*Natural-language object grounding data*
☆ ☆ ☆

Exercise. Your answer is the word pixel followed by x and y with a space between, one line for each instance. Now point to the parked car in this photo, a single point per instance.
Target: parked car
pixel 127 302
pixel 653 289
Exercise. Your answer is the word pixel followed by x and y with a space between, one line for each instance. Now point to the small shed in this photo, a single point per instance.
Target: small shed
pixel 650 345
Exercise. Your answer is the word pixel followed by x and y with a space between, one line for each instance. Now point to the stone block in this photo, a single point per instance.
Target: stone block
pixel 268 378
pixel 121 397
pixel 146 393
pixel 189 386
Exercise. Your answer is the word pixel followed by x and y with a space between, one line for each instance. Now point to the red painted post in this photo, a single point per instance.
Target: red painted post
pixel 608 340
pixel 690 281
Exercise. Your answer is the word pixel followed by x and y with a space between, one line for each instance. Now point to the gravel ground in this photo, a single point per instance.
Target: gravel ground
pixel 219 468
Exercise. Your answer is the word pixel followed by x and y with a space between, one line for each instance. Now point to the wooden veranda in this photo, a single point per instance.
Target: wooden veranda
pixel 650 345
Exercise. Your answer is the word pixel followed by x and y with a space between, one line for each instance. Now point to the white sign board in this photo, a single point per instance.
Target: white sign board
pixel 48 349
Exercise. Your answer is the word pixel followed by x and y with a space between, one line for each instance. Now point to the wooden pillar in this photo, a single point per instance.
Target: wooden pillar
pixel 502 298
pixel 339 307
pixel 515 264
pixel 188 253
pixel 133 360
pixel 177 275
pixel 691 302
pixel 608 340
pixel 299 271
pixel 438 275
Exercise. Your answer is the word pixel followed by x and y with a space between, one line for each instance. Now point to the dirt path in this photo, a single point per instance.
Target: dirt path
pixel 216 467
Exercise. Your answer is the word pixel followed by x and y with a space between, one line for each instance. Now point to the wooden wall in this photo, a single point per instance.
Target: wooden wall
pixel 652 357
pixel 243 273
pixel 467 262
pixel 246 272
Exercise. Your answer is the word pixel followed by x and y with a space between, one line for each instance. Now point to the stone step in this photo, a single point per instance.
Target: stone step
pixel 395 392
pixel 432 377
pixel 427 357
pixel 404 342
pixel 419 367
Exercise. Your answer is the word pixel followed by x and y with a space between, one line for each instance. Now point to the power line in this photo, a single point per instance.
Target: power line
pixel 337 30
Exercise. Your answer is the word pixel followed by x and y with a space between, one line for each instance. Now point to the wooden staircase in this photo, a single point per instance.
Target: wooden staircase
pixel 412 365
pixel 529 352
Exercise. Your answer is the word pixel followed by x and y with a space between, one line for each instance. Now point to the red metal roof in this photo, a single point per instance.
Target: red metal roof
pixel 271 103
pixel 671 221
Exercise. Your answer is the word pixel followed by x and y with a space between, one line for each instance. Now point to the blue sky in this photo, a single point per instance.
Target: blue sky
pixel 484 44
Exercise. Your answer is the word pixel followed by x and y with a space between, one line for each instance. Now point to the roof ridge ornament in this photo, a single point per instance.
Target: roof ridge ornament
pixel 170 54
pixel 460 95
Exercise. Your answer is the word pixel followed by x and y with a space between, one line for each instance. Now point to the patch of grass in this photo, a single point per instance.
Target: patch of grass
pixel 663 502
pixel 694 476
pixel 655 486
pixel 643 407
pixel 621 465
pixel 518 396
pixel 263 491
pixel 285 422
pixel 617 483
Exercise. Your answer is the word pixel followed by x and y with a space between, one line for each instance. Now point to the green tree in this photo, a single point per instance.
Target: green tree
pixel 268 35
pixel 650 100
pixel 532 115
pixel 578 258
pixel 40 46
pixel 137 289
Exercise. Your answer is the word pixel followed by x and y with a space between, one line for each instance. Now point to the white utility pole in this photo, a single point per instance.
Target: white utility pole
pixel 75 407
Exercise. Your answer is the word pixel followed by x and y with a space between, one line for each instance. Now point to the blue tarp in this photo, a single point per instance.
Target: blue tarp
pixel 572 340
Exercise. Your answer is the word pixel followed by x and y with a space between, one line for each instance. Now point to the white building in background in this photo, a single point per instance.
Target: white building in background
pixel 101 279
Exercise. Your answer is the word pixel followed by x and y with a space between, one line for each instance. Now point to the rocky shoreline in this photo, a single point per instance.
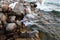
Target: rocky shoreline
pixel 15 24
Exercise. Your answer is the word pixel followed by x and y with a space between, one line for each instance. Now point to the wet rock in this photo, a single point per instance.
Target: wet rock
pixel 2 37
pixel 12 18
pixel 11 26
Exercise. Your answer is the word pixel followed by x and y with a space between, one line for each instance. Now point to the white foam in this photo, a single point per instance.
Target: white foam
pixel 12 5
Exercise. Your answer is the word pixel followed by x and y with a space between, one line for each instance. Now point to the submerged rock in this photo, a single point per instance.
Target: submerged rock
pixel 11 26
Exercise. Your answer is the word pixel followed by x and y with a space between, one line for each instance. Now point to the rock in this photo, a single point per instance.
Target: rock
pixel 4 18
pixel 18 8
pixel 12 18
pixel 11 26
pixel 2 37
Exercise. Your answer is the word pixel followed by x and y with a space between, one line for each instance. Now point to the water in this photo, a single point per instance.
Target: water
pixel 49 5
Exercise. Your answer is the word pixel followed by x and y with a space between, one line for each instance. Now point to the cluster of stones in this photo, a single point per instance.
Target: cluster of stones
pixel 10 27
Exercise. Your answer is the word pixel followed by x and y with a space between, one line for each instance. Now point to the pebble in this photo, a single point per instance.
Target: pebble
pixel 11 26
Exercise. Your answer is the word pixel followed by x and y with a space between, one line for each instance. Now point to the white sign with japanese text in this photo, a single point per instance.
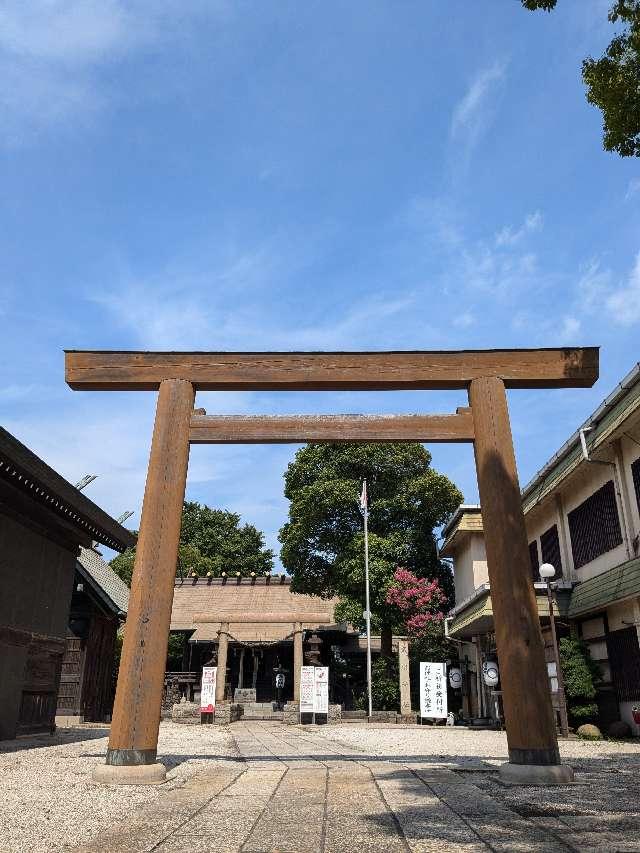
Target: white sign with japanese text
pixel 307 689
pixel 314 690
pixel 321 693
pixel 208 690
pixel 433 690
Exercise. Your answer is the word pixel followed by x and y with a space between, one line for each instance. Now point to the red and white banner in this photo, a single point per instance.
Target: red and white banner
pixel 208 690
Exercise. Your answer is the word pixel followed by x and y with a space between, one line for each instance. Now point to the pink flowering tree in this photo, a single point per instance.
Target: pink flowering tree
pixel 419 604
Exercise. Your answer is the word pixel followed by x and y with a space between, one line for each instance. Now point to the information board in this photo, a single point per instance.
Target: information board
pixel 433 690
pixel 208 690
pixel 314 690
pixel 307 689
pixel 321 692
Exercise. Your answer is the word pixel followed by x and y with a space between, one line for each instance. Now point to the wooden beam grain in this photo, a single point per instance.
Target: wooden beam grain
pixel 571 367
pixel 299 429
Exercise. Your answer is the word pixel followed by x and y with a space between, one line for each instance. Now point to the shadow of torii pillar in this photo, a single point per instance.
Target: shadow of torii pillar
pixel 531 731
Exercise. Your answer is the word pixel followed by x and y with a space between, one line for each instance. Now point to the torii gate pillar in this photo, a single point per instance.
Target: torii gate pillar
pixel 531 729
pixel 133 742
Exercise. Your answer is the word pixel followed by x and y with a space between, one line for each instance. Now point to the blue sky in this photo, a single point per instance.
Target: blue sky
pixel 286 175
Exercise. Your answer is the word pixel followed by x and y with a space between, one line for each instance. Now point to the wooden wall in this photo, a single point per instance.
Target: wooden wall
pixel 36 578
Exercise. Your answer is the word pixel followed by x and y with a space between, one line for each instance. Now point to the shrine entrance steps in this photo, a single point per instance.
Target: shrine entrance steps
pixel 260 711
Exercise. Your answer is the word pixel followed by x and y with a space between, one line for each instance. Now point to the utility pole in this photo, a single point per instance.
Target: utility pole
pixel 364 507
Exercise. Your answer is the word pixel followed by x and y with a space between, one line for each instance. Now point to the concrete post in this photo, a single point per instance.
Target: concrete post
pixel 297 660
pixel 223 647
pixel 403 669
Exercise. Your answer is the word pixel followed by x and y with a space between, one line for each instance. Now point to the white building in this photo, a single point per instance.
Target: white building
pixel 582 512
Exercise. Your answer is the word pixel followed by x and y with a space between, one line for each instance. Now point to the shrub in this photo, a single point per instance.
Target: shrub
pixel 385 687
pixel 581 675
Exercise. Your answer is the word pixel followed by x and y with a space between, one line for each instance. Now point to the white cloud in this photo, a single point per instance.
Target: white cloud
pixel 509 236
pixel 52 53
pixel 624 303
pixel 473 113
pixel 569 329
pixel 632 189
pixel 464 320
pixel 593 286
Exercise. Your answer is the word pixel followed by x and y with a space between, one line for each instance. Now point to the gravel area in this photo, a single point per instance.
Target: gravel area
pixel 49 802
pixel 466 748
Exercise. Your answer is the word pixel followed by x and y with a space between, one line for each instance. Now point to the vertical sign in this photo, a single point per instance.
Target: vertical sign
pixel 321 692
pixel 307 689
pixel 433 690
pixel 208 690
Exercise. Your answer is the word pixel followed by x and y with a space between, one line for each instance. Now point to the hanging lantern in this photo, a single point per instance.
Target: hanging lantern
pixel 490 673
pixel 455 677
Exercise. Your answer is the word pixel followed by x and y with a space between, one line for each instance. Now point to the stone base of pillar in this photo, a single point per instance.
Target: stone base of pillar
pixel 291 713
pixel 138 774
pixel 536 774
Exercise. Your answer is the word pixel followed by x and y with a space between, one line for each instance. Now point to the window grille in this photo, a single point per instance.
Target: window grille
pixel 635 473
pixel 550 547
pixel 595 526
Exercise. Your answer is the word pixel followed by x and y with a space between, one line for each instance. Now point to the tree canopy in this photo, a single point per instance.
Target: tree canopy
pixel 613 81
pixel 323 540
pixel 211 541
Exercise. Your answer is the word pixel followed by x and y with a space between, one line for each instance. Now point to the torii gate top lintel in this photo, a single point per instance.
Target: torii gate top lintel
pixel 569 367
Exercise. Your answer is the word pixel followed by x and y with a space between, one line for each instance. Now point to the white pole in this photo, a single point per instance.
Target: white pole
pixel 366 582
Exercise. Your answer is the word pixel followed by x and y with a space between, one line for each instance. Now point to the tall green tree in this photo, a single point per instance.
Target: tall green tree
pixel 211 540
pixel 613 81
pixel 323 540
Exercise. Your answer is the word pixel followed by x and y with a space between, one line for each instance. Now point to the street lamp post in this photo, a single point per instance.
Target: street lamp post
pixel 547 571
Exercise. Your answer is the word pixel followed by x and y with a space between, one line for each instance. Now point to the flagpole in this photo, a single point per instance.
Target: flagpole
pixel 366 583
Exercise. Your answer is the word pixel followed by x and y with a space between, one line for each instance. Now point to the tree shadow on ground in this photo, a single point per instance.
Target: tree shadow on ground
pixel 58 738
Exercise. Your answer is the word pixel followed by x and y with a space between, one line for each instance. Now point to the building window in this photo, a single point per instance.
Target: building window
pixel 550 546
pixel 635 473
pixel 535 560
pixel 595 526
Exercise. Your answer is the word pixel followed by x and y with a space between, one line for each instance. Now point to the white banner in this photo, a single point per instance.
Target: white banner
pixel 321 693
pixel 208 690
pixel 433 690
pixel 307 689
pixel 314 690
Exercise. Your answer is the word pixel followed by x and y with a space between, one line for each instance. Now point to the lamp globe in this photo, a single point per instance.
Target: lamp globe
pixel 547 571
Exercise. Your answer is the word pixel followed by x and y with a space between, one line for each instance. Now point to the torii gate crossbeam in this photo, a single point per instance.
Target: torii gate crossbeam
pixel 530 724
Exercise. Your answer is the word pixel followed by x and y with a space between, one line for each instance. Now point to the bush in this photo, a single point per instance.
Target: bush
pixel 581 674
pixel 385 687
pixel 589 732
pixel 619 729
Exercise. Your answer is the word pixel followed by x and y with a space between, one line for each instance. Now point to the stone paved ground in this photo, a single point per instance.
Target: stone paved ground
pixel 304 790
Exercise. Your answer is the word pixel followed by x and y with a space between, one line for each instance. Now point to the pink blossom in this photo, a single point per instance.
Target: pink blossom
pixel 419 601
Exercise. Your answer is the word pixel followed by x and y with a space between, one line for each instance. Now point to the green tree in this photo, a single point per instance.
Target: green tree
pixel 211 540
pixel 323 541
pixel 581 674
pixel 613 81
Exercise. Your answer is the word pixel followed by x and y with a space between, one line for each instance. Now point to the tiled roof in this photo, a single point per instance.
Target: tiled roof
pixel 274 608
pixel 112 586
pixel 615 585
pixel 29 475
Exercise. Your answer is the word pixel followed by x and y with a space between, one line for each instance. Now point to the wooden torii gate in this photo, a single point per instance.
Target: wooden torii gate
pixel 530 724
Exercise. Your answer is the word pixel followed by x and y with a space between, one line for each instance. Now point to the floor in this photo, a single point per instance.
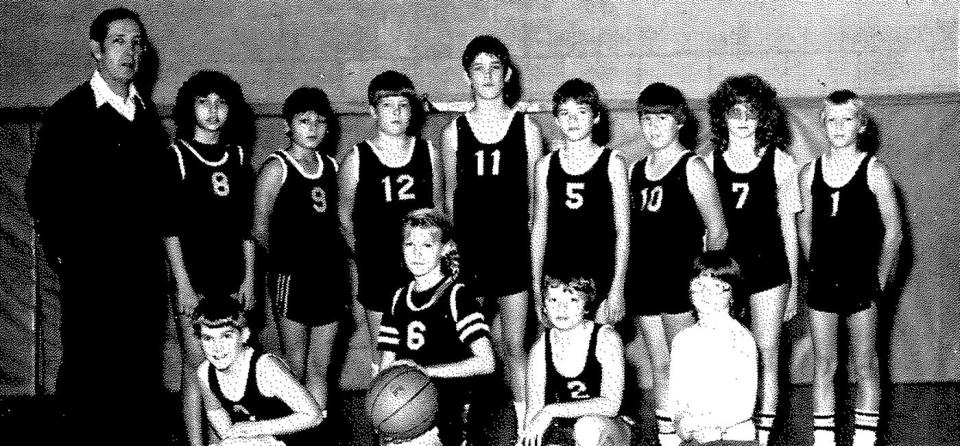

☆ ☆ ☆

*Aim of the exercise*
Take exactly the lines from the one containing "to the utility" through the one containing "the stone base" in the data above, and output them with nothing added.

*Exercise response*
Exercise. Your answer is the word pixel followed by x and y with a space between, one line for each instance. Now point to the utility pole in this photo, a single point per instance.
Target: utility pole
pixel 364 507
Exercise. Your answer is the word pixel followed by x and y with a space between, one line for each instance. Now point to the concrete post in this photo, a single point per instance.
Target: concrete post
pixel 297 660
pixel 223 647
pixel 403 669
Exercise. Your answer is the word pixel followed by x and y with a space between, one line for each instance. Now point to the white building in this photo, a single point per instance.
Target: white building
pixel 582 512
Exercise. Your answer is the word pixel followed by x and y with a space between, one line for each instance. Now point to the shrub in this photo, a single point per instance.
Target: shrub
pixel 385 687
pixel 581 675
Exercise. Your answer is the word pixel followed by x and y with a space between, one line for each instance. Now point to the white cloud in this photo, a single point per instance.
Target: white cloud
pixel 509 236
pixel 52 53
pixel 624 303
pixel 473 113
pixel 569 329
pixel 632 189
pixel 464 320
pixel 593 286
Exercise. Your answer is the word pixel followed by x and y with a space between, one line for each instance. Now point to the gravel area in this photo, a single point per instance.
Target: gravel area
pixel 49 802
pixel 466 748
Exercise. Your answer is the word pixel followed by x and y with a space between, one line for each instance. Now point to the vertical sign in this photo, a single point per instance.
Target: vertical sign
pixel 321 692
pixel 307 689
pixel 433 690
pixel 208 690
Exercise. Your answer is the word pixel followed by x and y with a space between, one line for each instance. Now point to the hanging lantern in this photo, a single point per instance.
Target: hanging lantern
pixel 490 673
pixel 455 677
Exercise. Your answer is the word pixel followed by x and y with a space between, one line for each instance. Now point to the stone base of pillar in this photo, a single point per instance.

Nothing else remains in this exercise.